When New York was New York, it was the best place in the world. To be a New Yorker (a REAL New Yorker), you had to have “it”. Whatever “it” was, Christos Katsiaouni had it, and still does. I do not even remember how or when I first met him, but like so many relationships in old New York, especially during the high school years, people just linked up. He’s on the cusp of Aquarius and Pisces, so he has great characteristics of both. His good looks are all Pisces and his charming and well known persona are 100% Aquarius.
I always enjoyed bumping into him wherever it ended up being: restaurants, bars, clubs etc. Those that knew him 20 years ago know that Christos was, and probably still can be, a great break dancer. I remember we shared a friendly battle and people liked it but the truth is I could not be on his level. He was so fluid.
He took his creative talents and put his energy into Photgraphy. That’s what a New Yorker does: always morphing into a new butterfly of energy and creativity. His photographs have graced the pages of W Magazine, Interview Magazine, Vice magazine, V Magazine, The New York Times, Art in America, Metro (Paris), The Guardian (London), The Worlds Best Ever and lots more. His client list stretches long, boasting big names such as Nike, Adidas, Johnnie Walker, Creative Time, and The New York Foundation for the Arts, to name a few. He is at his best when in the mix of tons of people, frequently covering art and fashion events. That’s the Aquarius in him.
Christos Katsiaouni came here from different parts of the world and thanks to his style, helped accentuate New York Culture. THAT is why the London born, Half Cypriot/Half Irish, ex-breakdancer, who spent his first 12 years on Earth in Saudi Arabia, the UK, Uganda, and the Gambia, is a true New Yorker Piazza Life was thrilled to interview.
1) Do you remember the first photograph you ever took?
I do not! But I do remember my first camera, it was given to me by my aunt and uncle in London (thank you Rosarii and John Sabido, love you both and hello/love to cousin Clare). It was a blue plastic 35mm film camera. As basic as can be with no manual settings (except to turn the flash on or off). Never the less it was a small object that provided a big spark for me. I was perhaps about 8 years old.

- [Required work]:
a) Copy the Christos Katsiaouni interview word for word from "Christos Katsiaouni came" to "8 years old.".
b) Render the records as a JSON list of strings, one string per line and no blank lines, from their first line to the line containing "124L180 98L173 97L163", both included.
The Christos Katsiaouni interview and the records are separate, unrelated material.

- [Available data]:
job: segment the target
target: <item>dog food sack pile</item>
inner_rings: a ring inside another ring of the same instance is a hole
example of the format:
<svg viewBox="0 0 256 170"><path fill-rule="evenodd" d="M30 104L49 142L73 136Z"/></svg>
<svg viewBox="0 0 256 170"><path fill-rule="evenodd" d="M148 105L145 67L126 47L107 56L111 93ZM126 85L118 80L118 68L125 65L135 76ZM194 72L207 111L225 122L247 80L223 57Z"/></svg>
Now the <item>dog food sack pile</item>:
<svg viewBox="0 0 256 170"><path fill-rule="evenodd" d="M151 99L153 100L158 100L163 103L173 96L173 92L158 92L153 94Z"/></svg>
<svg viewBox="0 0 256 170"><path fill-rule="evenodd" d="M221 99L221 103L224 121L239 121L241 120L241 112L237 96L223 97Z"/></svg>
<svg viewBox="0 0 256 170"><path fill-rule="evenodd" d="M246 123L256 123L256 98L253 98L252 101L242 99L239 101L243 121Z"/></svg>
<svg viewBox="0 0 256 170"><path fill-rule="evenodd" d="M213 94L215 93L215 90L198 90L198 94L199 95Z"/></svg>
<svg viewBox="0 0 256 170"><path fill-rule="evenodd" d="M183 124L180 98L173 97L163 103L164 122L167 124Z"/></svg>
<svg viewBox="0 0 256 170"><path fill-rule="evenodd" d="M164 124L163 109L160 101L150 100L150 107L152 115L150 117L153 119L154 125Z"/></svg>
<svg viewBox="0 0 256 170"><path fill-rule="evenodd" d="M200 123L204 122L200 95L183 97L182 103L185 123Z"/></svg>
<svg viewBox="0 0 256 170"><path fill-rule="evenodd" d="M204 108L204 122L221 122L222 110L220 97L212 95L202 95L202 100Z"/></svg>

- [Responses]:
a)
Christos Katsiaouni came here from different parts of the world and thanks to his style, helped accentuate New York Culture. THAT is why the London born, Half Cypriot/Half Irish, ex-breakdancer, who spent his first 12 years on Earth in Saudi Arabia, the UK, Uganda, and the Gambia, is a true New Yorker Piazza Life was thrilled to interview.
1) Do you remember the first photograph you ever took?
I do not! But I do remember my first camera, it was given to me by my aunt and uncle in London (thank you Rosarii and John Sabido, love you both and hello/love to cousin Clare). It was a blue plastic 35mm film camera. As basic as can be with no manual settings (except to turn the flash on or off). Never the less it was a small object that provided a big spark for me. I was perhaps about 8 years old.

b)
[
  "job: segment the target",
  "target: <item>dog food sack pile</item>",
  "inner_rings: a ring inside another ring of the same instance is a hole",
  "example of the format:",
  "<svg viewBox=\"0 0 256 170\"><path fill-rule=\"evenodd\" d=\"M30 104L49 142L73 136Z\"/></svg>",
  "<svg viewBox=\"0 0 256 170\"><path fill-rule=\"evenodd\" d=\"M148 105L145 67L126 47L107 56L111 93ZM126 85L118 80L118 68L125 65L135 76ZM194 72L207 111L225 122L247 80L223 57Z\"/></svg>",
  "Now the <item>dog food sack pile</item>:",
  "<svg viewBox=\"0 0 256 170\"><path fill-rule=\"evenodd\" d=\"M151 99L153 100L158 100L163 103L173 96L173 92L158 92L153 94Z\"/></svg>",
  "<svg viewBox=\"0 0 256 170\"><path fill-rule=\"evenodd\" d=\"M221 99L221 103L224 121L239 121L241 120L241 112L237 96L223 97Z\"/></svg>",
  "<svg viewBox=\"0 0 256 170\"><path fill-rule=\"evenodd\" d=\"M246 123L256 123L256 98L253 98L252 101L242 99L239 101L243 121Z\"/></svg>",
  "<svg viewBox=\"0 0 256 170\"><path fill-rule=\"evenodd\" d=\"M213 94L215 93L215 90L198 90L198 94L199 95Z\"/></svg>",
  "<svg viewBox=\"0 0 256 170\"><path fill-rule=\"evenodd\" d=\"M183 124L180 98L173 97L163 103L164 122L167 124Z\"/></svg>"
]